EXERCISE GOAL >>
Please copy the crayfish forum thread starting at "## fishfreaks (Jan" and ending at "Hm, thanks guys.", swapping "aggressive" for "territorial".
### PROVIDED PASSAGE ###
# Wild Crayfish And There Deseases



## Ben Mazur (Mar 21, 2006)

In the summer I'm considering putting together a 5 gallon tank of local canadian fish, all small, non over 2 inches, and I was wondering how risky it will be. I meen, I won't lose money, I'm catching these myself but do you think they will carry in too many deseases for the small tank to handle?


----------



## Guest (Mar 21, 2006)

well you wont be able to keep much, that's for sure.


----------



## Guest (Mar 21, 2006)

Ben Mazur said:


> In the summer I'm considering putting together a 5 gallon tank of local canadian fish, all small, non over 2 inches, and I was wondering how risky it will be. I meen, I won't lose money, I'm catching these myself but do you think they will carry in too many deseases for the small tank to handle?


I think you have a much higher chance at getting diseased fish from a pet store than your local stream.


----------



## fishfreaks (Jan 19, 2005)

Yup I agree with what they both said ^ You should only really keep them alone, theyre aggressive and eat other fish


----------



## Ben Mazur (Mar 21, 2006)

Hm, thanks guys.


----------



## Guest (Mar 26, 2006)
### RAW DATA ###
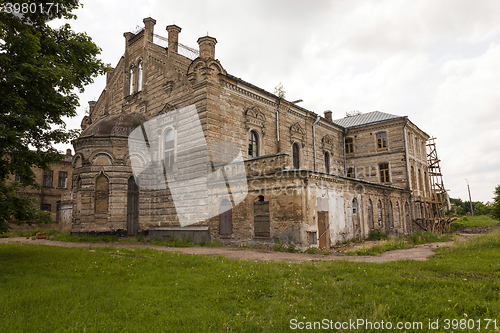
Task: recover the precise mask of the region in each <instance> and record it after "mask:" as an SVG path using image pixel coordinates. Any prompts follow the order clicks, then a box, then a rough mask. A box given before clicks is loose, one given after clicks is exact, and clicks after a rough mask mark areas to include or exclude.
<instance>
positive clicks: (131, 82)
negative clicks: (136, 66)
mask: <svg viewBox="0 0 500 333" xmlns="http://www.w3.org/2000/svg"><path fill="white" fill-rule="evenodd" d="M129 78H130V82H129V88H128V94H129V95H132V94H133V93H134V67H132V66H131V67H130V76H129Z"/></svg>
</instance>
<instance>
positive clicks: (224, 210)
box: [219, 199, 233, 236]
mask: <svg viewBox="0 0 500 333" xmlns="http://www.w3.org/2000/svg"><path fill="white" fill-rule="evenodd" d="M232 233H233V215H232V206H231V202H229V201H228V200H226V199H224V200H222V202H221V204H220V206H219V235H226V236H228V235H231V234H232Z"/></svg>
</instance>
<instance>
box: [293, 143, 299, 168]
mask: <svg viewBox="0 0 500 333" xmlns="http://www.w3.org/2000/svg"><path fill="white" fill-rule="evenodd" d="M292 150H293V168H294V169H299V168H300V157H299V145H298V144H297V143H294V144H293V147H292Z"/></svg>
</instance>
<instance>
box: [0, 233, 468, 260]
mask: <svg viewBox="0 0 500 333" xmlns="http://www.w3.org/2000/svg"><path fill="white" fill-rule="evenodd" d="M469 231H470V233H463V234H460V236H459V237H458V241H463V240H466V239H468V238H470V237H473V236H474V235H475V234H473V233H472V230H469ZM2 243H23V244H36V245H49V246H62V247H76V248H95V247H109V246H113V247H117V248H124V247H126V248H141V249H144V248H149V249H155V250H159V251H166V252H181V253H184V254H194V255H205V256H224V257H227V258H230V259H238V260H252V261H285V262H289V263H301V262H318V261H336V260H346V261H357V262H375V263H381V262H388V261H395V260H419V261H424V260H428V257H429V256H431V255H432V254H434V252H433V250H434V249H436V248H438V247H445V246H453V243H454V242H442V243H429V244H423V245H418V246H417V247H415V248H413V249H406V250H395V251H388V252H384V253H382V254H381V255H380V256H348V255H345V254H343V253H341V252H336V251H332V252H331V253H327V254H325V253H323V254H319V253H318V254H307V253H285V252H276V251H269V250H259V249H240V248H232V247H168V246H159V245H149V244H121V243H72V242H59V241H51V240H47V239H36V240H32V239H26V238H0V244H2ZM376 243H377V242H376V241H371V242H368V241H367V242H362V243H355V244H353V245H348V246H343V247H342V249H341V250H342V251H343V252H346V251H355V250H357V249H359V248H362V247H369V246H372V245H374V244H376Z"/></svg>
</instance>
###
RESPONSE TO THIS EXERCISE >>
## fishfreaks (Jan 19, 2005)

Yup I agree with what they both said ^ You should only really keep them alone, theyre territorial and eat other fish


----------



## Ben Mazur (Mar 21, 2006)

Hm, thanks guys.